### EXERCISE PROMPT:
Rewrite the data below, substituting "outline the area" for every occurrence of "mark the region" and changing nothing else. Leave the pictures out of your answer.

--- ENTRIES SHOWN ---

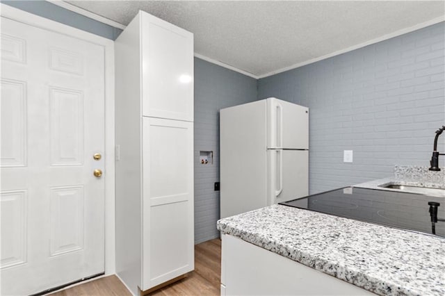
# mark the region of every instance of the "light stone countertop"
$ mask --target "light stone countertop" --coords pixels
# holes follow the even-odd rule
[[[222,233],[382,295],[445,295],[445,239],[286,206],[222,219]]]

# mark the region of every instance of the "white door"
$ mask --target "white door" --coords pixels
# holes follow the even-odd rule
[[[309,108],[267,99],[269,149],[309,149]]]
[[[104,272],[104,54],[1,17],[1,295]]]
[[[193,123],[143,124],[145,290],[194,268]]]
[[[309,151],[268,149],[268,205],[309,194]]]

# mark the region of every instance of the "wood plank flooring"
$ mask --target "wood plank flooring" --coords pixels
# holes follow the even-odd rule
[[[221,272],[221,240],[219,238],[195,245],[195,270],[188,277],[153,292],[151,295],[219,296]],[[130,296],[131,294],[115,276],[51,294],[51,296]]]

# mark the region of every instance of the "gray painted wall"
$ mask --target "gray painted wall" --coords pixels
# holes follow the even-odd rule
[[[310,193],[389,176],[396,164],[429,165],[445,125],[444,45],[442,22],[259,80],[259,99],[309,108]]]
[[[219,237],[219,110],[257,99],[257,80],[195,58],[195,242]],[[201,165],[200,151],[213,151],[213,163]]]

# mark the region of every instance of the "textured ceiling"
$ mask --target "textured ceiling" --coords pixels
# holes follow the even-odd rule
[[[445,15],[436,1],[67,1],[127,25],[138,10],[195,35],[195,52],[263,76]]]

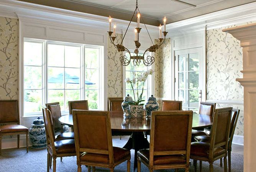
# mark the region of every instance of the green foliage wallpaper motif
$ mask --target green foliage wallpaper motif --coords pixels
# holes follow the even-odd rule
[[[0,99],[18,97],[18,21],[0,17]]]

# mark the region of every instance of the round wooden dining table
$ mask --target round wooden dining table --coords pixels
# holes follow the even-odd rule
[[[148,149],[149,143],[145,132],[150,131],[150,118],[130,118],[123,115],[123,112],[110,112],[110,123],[112,131],[131,132],[128,141],[123,148],[135,150],[134,170],[137,169],[137,152]],[[63,115],[59,118],[63,124],[73,127],[72,114]],[[171,125],[171,123],[170,124]],[[192,128],[199,129],[210,127],[212,125],[212,117],[210,116],[194,113],[193,115]]]

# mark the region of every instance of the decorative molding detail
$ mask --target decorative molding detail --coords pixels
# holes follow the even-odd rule
[[[240,104],[241,105],[243,105],[244,104],[243,101],[236,101],[228,100],[222,100],[208,99],[207,100],[206,102],[218,103],[219,104]]]

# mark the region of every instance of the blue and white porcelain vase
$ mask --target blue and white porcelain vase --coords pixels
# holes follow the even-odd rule
[[[142,117],[143,105],[129,105],[130,109],[130,117],[131,118],[141,118]]]
[[[40,117],[34,120],[30,128],[29,135],[33,149],[41,149],[46,147],[46,137],[44,120]]]
[[[156,99],[153,95],[148,98],[148,102],[145,106],[147,111],[147,117],[151,116],[151,112],[153,111],[158,110],[159,109],[159,104],[156,101]]]
[[[129,94],[127,94],[127,96],[125,97],[123,102],[122,103],[122,109],[123,109],[124,112],[125,112],[125,110],[129,110],[129,104],[128,104],[128,103],[132,101],[133,98]]]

---

### REPLY:
# outline the area of every instance of the "light stone countertop"
$ mask --target "light stone countertop" --coords pixels
# holes follow the even-odd rule
[[[222,233],[382,295],[445,295],[445,239],[286,206],[222,219]]]

# outline the area of every instance of the "white door"
$ mask --target "white door" --coords pixels
# holes follow the even-odd rule
[[[309,108],[267,99],[269,149],[309,149]]]
[[[104,272],[104,54],[1,17],[1,295]]]
[[[193,123],[143,124],[145,290],[194,268]]]
[[[309,151],[268,149],[268,205],[309,194]]]

# outline the area of every instance of the "wood plank flooring"
$ mask --target "wood plank flooring" --coords pixels
# holes follow the even-odd rule
[[[221,272],[221,240],[219,238],[195,245],[195,270],[188,277],[153,292],[151,295],[219,296]],[[130,296],[131,294],[115,276],[51,294],[51,296]]]

# outline the area of every instance of the "gray painted wall"
$ mask --target "gray painted wall" --coords pixels
# holes follow the even-odd rule
[[[310,193],[389,176],[396,164],[429,165],[445,125],[444,45],[442,22],[259,80],[259,99],[309,108]]]
[[[219,237],[219,110],[257,99],[257,80],[195,58],[195,242]],[[201,165],[200,151],[213,151],[213,163]]]

# outline the area of every instance of the "textured ceiling"
$ mask --target "textured ceiling" --coords pixels
# holes follow the even-odd rule
[[[445,15],[436,1],[67,1],[127,25],[138,10],[195,35],[195,52],[263,76]]]

# outline the area of every instance of the green foliage wallpaper motif
$ mask --target green foliage wallpaper motif --coords pixels
# holes follow the even-odd rule
[[[0,99],[18,97],[18,21],[0,17]]]

# outline the area of every instance of the round wooden dining table
$ mask --target round wooden dining table --coords pixels
# holes follow the even-odd rule
[[[148,149],[149,143],[145,132],[150,131],[150,118],[130,118],[123,115],[123,112],[110,112],[110,123],[112,131],[131,132],[128,141],[123,148],[135,150],[134,170],[137,169],[137,152]],[[63,115],[59,118],[63,124],[73,127],[72,114]],[[171,125],[171,123],[170,124]],[[192,128],[199,129],[210,127],[212,125],[212,117],[210,116],[194,113],[193,115]]]

# outline the area of every instance of the decorative molding detail
$ mask --target decorative molding detail --coords pixels
# holes follow the even-odd rule
[[[240,104],[241,105],[243,105],[244,104],[243,101],[236,101],[228,100],[222,100],[208,99],[207,100],[206,102],[218,103],[219,104]]]

# outline the area of every instance of the blue and white porcelain vase
$ mask --target blue and white porcelain vase --coords pixels
# holes follow the even-odd rule
[[[142,117],[143,105],[129,105],[130,109],[130,117],[131,118],[141,118]]]
[[[40,117],[34,120],[30,128],[29,135],[33,149],[41,149],[46,147],[46,137],[44,120]]]
[[[156,99],[153,95],[148,98],[148,102],[145,106],[147,111],[147,117],[151,116],[151,112],[153,111],[158,110],[159,109],[159,104],[156,101]]]
[[[129,94],[127,94],[127,96],[125,97],[123,102],[122,103],[122,109],[123,109],[124,112],[125,112],[125,110],[129,110],[129,104],[128,104],[128,103],[132,101],[133,98]]]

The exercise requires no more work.